------ Data for the task ------

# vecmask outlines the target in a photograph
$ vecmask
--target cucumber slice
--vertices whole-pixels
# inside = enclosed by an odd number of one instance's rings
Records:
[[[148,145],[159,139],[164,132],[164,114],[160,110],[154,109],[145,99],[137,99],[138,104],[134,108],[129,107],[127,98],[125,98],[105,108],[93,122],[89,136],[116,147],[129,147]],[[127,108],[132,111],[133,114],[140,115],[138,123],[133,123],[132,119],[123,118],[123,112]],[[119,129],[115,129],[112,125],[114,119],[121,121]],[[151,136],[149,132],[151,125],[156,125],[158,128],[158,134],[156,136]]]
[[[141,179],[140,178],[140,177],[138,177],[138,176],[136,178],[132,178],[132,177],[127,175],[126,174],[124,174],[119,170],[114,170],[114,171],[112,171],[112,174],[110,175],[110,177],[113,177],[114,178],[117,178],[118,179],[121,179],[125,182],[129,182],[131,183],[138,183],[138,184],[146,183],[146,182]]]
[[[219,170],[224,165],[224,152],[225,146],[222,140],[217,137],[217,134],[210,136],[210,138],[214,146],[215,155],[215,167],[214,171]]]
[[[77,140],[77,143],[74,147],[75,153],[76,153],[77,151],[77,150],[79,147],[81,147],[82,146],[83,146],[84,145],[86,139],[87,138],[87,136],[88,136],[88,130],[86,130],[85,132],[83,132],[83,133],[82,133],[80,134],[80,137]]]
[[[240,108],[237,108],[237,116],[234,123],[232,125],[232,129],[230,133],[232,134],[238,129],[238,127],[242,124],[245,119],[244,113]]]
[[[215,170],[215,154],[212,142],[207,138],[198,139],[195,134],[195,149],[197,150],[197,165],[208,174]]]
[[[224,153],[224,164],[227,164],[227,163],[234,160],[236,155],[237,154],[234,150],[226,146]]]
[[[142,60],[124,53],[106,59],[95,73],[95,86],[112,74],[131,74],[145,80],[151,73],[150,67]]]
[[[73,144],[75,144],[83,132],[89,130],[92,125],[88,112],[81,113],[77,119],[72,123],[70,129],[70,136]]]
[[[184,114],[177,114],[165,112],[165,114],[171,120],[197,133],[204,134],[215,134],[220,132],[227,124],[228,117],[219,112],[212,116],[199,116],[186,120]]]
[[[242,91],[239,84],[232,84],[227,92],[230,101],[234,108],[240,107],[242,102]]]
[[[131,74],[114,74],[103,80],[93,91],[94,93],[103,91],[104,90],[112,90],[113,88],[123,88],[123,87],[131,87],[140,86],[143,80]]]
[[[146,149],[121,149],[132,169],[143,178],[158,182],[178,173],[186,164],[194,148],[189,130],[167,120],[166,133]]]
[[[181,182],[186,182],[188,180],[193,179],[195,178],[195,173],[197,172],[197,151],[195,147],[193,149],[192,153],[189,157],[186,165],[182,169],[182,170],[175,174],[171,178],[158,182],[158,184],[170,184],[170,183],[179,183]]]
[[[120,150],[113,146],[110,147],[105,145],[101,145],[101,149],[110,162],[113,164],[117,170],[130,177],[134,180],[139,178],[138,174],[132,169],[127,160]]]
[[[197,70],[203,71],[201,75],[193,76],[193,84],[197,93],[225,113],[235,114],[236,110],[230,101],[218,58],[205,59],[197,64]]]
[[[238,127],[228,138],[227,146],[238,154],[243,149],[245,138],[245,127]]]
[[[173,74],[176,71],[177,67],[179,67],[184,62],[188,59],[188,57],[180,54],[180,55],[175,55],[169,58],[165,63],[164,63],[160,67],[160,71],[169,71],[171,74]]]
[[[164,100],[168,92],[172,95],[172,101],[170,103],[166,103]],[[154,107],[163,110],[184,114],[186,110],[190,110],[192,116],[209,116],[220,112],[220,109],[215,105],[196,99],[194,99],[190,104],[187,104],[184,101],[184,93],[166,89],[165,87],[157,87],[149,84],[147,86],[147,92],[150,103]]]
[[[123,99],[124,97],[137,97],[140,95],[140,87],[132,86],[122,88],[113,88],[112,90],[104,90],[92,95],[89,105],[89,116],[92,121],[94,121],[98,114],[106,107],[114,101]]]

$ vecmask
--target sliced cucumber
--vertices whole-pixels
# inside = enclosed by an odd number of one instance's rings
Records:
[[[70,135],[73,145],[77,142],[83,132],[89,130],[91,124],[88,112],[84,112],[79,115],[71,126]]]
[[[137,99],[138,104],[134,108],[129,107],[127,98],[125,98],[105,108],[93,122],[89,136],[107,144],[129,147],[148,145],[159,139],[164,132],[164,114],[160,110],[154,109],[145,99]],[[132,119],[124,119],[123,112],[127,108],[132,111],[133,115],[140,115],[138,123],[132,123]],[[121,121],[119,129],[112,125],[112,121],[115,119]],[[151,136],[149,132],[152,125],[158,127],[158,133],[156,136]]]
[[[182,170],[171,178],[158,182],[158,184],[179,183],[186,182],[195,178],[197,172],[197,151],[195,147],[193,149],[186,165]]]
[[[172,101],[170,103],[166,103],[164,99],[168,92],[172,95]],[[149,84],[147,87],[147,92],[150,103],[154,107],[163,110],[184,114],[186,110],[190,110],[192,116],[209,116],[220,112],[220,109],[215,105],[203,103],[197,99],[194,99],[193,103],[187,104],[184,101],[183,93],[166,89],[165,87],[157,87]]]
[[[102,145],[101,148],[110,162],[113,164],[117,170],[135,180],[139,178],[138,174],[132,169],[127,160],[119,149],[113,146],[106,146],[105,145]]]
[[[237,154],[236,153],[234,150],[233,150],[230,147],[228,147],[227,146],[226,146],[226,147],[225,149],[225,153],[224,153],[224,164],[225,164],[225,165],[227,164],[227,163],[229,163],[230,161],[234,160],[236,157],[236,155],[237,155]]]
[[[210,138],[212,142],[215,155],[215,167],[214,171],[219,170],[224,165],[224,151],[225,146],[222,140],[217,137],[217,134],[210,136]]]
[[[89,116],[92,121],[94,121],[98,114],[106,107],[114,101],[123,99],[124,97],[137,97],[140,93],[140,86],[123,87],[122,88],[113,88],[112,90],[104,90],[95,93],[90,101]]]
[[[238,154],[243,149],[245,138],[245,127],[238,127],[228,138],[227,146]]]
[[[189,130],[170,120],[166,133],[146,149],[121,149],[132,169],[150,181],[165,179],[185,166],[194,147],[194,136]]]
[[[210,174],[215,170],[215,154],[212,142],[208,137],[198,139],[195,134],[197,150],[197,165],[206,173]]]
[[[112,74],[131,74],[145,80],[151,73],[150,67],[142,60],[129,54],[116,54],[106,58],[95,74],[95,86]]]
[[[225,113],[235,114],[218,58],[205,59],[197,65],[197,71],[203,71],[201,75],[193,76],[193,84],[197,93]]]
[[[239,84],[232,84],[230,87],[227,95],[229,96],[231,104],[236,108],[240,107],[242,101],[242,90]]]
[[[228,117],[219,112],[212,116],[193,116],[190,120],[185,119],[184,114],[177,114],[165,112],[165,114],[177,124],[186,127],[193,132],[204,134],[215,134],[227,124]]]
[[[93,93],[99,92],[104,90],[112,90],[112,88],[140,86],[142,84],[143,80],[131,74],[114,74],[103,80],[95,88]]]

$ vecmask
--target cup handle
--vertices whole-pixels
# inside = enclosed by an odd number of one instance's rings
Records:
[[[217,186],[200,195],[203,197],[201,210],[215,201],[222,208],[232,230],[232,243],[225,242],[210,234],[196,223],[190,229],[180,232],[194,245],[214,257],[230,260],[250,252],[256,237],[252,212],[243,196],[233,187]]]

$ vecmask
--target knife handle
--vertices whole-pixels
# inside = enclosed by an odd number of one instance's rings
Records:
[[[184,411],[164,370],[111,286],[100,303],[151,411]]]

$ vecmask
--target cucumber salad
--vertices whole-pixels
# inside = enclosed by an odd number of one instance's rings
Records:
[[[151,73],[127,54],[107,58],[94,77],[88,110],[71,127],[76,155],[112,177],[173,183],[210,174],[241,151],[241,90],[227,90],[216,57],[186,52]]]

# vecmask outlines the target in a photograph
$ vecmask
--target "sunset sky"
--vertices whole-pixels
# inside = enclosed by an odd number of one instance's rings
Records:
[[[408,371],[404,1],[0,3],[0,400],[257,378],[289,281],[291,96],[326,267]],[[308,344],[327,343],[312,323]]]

------

Objective = How many lines of the records above contain the string "cucumber"? Give only the number.

Exercise solution = 3